== WHAT THE TASK REQUIRES ==
Read the data, and whenever a line holds the word "instance", report that line.

== Dataset records ==
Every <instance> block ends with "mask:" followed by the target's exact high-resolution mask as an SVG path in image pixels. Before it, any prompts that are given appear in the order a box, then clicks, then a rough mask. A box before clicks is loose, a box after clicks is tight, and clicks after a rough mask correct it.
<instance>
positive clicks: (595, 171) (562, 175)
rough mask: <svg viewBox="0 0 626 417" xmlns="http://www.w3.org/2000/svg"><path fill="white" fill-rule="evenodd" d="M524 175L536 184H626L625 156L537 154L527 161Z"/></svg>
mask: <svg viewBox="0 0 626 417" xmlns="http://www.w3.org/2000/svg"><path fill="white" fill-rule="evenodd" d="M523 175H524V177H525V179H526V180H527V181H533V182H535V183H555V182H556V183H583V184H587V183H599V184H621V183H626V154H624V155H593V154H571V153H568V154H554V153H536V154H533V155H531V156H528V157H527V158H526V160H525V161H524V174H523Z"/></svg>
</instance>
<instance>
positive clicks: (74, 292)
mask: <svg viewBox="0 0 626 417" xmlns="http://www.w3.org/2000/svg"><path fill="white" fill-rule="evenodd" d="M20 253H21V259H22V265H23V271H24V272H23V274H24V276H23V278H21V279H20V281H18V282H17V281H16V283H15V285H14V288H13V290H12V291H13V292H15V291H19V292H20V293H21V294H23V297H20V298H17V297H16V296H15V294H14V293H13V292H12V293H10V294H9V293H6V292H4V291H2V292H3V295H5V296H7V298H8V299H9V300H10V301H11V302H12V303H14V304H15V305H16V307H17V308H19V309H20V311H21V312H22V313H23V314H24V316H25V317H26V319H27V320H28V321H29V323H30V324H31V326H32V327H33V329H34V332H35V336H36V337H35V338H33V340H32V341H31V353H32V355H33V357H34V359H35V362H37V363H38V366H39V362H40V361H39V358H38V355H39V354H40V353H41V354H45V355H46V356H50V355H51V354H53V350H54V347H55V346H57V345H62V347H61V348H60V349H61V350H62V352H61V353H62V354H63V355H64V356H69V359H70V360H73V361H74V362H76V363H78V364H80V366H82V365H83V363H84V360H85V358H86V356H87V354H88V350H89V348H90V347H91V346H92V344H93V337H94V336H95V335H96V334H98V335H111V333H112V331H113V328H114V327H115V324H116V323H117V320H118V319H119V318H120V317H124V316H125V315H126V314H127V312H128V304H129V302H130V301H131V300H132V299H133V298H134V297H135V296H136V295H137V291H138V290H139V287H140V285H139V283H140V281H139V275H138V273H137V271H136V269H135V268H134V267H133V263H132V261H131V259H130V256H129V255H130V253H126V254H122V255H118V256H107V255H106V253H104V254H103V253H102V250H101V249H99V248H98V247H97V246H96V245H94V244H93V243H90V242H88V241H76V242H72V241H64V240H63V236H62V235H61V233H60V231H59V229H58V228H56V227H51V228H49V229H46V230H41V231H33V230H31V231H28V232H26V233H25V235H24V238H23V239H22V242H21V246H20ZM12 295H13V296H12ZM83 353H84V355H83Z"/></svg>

== RESPONSE FOR THIS EXERCISE ==
Every <instance> block ends with "mask:" followed by the target's exact high-resolution mask as an SVG path in image pixels. Before it, any prompts that are given appear in the order a box, then clicks, then a rough mask. A box before clicks is loose, a box after clicks is tight, and clicks after a rough mask correct it.
<instance>
</instance>
<instance>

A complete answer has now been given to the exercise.